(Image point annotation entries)
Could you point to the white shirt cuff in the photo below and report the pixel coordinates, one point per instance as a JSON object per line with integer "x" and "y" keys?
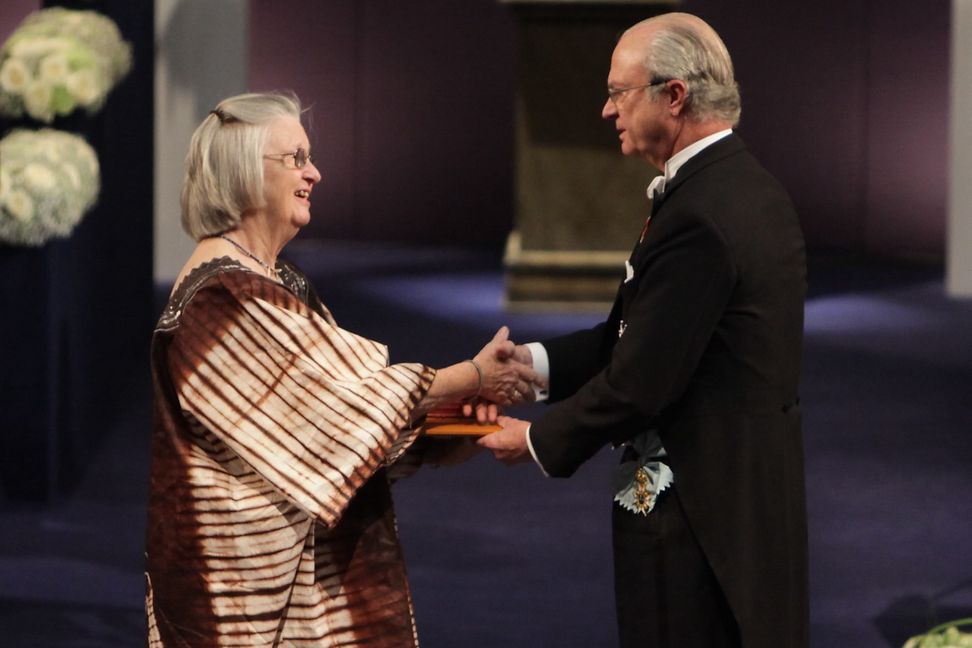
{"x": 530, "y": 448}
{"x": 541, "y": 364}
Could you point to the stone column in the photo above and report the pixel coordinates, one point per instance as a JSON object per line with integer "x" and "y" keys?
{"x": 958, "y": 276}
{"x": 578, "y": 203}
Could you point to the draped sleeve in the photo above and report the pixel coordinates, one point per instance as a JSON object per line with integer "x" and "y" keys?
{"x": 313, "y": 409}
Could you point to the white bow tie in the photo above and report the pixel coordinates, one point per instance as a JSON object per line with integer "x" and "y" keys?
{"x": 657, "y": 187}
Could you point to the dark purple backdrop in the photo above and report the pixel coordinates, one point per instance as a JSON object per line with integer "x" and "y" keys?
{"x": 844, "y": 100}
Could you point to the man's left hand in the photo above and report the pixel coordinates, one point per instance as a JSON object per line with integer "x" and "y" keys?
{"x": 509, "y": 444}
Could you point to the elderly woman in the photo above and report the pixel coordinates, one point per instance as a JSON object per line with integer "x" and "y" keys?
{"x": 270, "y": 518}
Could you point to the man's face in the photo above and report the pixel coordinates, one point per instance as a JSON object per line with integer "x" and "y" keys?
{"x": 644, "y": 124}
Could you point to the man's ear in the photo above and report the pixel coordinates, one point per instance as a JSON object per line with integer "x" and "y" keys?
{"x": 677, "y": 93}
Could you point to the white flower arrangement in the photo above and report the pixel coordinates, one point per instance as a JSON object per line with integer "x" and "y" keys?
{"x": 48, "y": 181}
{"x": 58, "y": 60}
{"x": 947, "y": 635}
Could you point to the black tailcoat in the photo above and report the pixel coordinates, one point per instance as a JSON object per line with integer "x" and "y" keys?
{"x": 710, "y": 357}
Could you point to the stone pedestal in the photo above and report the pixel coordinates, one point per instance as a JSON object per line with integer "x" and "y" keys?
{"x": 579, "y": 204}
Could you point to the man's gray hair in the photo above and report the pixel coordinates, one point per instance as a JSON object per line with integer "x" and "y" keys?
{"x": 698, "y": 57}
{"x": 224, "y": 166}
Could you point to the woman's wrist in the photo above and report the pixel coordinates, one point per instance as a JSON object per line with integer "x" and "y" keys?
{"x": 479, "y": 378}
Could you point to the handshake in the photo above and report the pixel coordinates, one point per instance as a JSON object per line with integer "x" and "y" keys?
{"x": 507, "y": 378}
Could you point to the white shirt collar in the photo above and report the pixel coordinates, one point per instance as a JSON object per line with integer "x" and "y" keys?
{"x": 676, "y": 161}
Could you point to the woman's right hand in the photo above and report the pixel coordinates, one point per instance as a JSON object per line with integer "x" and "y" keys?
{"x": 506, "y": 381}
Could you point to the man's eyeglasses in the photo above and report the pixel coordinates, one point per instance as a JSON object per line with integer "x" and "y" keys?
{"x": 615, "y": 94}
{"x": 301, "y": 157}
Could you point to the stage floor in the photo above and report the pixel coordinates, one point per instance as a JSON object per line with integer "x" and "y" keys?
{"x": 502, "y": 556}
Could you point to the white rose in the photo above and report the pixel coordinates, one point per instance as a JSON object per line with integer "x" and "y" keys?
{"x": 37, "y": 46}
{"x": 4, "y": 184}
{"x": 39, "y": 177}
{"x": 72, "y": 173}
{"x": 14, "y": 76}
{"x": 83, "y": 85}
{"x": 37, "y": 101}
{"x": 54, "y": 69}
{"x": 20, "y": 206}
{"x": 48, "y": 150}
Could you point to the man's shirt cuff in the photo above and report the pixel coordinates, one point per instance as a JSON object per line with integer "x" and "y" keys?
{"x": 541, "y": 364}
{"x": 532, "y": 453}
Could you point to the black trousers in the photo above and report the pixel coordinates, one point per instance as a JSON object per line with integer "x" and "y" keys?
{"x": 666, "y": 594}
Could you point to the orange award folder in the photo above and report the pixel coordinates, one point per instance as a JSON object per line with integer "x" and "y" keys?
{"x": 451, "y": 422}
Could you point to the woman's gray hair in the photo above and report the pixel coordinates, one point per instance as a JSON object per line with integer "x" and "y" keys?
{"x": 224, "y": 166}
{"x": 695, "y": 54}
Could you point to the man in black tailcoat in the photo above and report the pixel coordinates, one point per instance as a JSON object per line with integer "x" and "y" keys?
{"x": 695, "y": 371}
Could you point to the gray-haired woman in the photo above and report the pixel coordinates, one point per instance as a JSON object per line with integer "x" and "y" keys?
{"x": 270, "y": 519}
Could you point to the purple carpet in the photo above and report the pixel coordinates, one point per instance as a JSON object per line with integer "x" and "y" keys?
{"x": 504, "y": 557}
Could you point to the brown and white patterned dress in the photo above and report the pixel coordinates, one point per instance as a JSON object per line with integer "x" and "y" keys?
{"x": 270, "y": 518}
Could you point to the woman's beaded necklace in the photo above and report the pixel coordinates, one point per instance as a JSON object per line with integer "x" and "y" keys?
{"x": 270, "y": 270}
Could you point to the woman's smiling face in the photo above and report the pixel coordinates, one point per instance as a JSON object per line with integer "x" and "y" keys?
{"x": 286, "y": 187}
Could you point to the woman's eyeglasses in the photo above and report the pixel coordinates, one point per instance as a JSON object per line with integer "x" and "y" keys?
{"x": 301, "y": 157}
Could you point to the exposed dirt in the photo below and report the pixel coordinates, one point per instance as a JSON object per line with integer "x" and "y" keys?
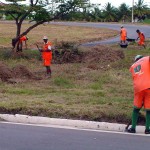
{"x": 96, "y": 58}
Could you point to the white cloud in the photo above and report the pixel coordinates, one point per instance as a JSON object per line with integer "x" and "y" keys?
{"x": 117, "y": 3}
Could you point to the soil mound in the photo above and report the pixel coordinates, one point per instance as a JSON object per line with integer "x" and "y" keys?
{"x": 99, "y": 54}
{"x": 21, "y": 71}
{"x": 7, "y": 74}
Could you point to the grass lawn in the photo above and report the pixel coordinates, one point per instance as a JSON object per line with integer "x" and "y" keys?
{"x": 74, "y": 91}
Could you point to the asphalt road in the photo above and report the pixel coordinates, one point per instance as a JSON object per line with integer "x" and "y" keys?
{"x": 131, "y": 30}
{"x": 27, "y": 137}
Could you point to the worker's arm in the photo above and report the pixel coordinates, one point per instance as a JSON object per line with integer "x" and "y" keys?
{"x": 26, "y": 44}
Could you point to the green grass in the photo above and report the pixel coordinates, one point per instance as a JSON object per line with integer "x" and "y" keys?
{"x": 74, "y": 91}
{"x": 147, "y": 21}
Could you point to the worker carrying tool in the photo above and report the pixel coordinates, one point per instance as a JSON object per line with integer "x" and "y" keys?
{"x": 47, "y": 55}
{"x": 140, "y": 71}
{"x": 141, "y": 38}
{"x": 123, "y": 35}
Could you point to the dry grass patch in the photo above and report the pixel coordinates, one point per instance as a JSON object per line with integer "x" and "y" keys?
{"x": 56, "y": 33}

* * *

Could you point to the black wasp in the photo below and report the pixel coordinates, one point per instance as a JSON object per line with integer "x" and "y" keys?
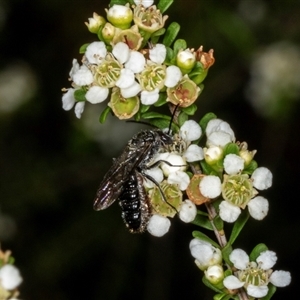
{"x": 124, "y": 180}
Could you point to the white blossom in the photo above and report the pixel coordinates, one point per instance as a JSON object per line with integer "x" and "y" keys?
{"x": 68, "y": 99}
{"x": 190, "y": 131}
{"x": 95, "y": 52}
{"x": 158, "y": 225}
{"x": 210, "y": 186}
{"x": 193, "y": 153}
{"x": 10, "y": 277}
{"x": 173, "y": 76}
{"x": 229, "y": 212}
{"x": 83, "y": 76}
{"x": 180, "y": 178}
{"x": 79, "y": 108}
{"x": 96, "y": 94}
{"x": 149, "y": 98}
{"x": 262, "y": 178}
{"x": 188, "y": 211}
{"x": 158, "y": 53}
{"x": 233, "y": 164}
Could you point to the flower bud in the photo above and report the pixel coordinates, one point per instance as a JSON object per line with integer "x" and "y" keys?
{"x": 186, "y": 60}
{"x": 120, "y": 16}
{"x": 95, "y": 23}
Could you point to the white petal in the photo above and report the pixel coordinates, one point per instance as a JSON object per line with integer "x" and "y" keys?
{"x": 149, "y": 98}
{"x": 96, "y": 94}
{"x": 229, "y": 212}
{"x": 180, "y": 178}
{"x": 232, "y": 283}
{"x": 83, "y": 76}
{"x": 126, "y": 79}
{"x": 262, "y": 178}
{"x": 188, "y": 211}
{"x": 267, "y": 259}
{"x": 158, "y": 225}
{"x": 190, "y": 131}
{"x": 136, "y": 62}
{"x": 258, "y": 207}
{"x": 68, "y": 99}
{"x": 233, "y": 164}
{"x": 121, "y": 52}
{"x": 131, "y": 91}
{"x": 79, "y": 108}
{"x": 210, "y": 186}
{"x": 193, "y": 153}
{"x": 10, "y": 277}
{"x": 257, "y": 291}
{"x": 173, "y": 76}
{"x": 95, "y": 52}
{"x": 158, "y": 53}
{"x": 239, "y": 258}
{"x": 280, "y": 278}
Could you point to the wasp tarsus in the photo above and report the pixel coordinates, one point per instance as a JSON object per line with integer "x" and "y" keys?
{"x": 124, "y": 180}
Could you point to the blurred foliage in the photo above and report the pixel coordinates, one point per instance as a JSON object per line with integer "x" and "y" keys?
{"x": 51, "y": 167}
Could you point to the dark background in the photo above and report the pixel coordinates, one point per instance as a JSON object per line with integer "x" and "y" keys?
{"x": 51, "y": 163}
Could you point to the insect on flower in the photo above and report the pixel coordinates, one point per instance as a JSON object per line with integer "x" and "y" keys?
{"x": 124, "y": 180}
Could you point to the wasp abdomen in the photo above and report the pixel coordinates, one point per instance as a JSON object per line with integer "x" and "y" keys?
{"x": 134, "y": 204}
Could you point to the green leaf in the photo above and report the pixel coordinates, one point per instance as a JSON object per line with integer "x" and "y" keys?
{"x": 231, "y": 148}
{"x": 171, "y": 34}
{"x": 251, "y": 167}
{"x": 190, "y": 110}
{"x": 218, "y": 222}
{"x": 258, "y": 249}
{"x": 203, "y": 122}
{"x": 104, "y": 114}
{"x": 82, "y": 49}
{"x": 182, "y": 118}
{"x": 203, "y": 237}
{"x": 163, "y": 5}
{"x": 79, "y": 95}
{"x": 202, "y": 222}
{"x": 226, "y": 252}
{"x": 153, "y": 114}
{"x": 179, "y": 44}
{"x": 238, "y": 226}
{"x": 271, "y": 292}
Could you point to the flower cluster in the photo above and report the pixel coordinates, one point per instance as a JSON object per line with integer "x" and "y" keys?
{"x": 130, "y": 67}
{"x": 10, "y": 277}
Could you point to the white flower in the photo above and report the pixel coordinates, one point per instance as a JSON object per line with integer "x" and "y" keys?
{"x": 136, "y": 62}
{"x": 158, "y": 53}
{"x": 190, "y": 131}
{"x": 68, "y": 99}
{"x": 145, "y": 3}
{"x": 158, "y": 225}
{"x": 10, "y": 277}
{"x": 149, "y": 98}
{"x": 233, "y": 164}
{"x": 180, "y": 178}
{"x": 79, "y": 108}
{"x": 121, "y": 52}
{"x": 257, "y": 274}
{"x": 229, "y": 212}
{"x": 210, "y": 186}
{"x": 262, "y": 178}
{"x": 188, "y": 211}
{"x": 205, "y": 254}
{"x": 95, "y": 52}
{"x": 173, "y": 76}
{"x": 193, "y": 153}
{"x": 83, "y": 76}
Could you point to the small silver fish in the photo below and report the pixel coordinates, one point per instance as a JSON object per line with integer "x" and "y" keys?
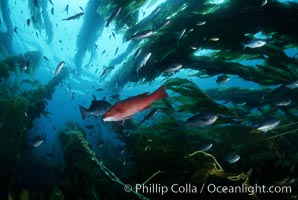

Exercise goal:
List every line in the rows above that contains the word "tailcoat", copying each line in full.

Completed exercise:
Could you point to the black tailcoat in the photo above and report the pixel coordinates, one point per instance as a JSON object per line with integer "x" and "y" keys?
Could you point to the man in black tailcoat in the photo above and report the pixel coordinates, one point per instance as a JSON object per line with integer "x" and "y" keys?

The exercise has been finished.